SOURCE EXTRACT
---+---
Structure
On August 6, 1996, John Romero was dismissed from id Software. Before leaving the office, he packed up mementos: Floppy disks, CDs, posters, personal items. Along with his keepsakes, intangibles departed with him. Elements of id's culture that, like Romero, had overstayed their welcome in the eyes of some of the remaining principals.
"Quake 2 was an enjoyable project to work on, but I definitely missed Romero," Adrian Carmack said. "He's very funny; he has a great sense of humor. You've talked to him a bit, so you know. He's fun to hang around with. He adds a lot to the atmosphere."
Billiards and foosball tables were shunted off in corners. Deathmatch during office hours was prohibited.
"It was more because we were shuffling offices around, rather than some kind of work ethic thing," said Sandy Petersen of the changes that took place at id. "Deathmatching was indeed banned, which was a problem, because obviously you need to test levels in deathmatch. But it is also true that some people spent too much time on deathmatch instead of working."
Veteran developers suspected what they would work on next. The back-to-back-to-back success stories of Commander Keen, Wolfenstein 3D, and Doom had established id's production formula. When the team developed a new franchise, they carved up its inaugural game between shareware and retail. The next step was to develop a sequel using the same technology. Consumers would snap up the sequel while excitement over the first game was still fresh.
By that pattern, Quake 2 seemed a given. However, there was another step in the company's methodology.
---+---
DATA PROVIDED
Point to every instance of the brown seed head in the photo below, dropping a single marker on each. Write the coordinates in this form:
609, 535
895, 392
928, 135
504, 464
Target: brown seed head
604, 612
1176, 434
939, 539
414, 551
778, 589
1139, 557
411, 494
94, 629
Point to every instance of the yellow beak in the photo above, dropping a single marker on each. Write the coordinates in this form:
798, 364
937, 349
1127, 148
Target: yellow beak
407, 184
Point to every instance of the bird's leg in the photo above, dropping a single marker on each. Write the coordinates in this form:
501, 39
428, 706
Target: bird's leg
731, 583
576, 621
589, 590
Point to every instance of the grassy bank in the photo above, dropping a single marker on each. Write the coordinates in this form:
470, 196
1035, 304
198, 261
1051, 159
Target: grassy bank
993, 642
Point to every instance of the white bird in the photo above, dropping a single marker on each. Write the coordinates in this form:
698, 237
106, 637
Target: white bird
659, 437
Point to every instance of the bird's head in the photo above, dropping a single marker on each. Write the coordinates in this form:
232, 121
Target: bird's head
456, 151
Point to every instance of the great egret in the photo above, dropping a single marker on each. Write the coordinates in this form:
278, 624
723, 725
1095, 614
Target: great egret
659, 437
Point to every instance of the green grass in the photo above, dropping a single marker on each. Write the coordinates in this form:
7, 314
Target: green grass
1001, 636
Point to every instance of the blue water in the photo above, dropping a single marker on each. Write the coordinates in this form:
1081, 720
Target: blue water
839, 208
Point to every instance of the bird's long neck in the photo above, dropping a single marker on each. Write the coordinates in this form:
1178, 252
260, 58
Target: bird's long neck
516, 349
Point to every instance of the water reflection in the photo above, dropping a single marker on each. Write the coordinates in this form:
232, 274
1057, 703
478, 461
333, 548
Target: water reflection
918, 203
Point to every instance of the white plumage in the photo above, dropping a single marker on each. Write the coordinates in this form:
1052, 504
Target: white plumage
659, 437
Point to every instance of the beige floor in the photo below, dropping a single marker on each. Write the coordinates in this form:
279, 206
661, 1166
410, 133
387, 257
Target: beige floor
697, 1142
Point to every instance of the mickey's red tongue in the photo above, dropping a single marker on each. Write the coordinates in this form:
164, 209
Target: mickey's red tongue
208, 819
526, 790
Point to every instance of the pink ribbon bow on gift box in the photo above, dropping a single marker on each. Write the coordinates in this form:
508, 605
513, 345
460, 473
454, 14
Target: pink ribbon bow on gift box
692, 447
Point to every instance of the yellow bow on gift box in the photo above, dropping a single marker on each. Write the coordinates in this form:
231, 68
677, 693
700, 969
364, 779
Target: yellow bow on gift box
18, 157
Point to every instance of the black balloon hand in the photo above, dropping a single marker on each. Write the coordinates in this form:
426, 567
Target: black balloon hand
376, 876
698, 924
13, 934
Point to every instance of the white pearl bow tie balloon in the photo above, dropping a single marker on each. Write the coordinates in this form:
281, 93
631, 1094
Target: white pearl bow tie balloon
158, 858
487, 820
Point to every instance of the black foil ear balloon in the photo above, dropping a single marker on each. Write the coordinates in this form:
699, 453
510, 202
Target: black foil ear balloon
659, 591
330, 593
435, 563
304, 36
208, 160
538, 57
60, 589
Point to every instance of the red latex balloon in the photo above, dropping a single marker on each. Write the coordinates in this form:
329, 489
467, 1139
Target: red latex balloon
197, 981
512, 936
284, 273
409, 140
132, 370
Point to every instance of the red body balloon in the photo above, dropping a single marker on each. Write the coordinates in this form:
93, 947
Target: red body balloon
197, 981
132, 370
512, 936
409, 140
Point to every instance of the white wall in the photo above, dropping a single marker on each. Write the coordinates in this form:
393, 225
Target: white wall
---+---
TASKS FOR THIS EXERCISE
1/ Duplicate the part of the id Software passage starting at "Veteran developers suspected" and ending at "was still fresh.".
2/ In the id Software passage, on what date was John Romero dismissed from the company?
Work from the id Software passage alone.

RESPONSES BY TASK
1/
Veteran developers suspected what they would work on next. The back-to-back-to-back success stories of Commander Keen, Wolfenstein 3D, and Doom had established id's production formula. When the team developed a new franchise, they carved up its inaugural game between shareware and retail. The next step was to develop a sequel using the same technology. Consumers would snap up the sequel while excitement over the first game was still fresh.

2/ August 6, 1996.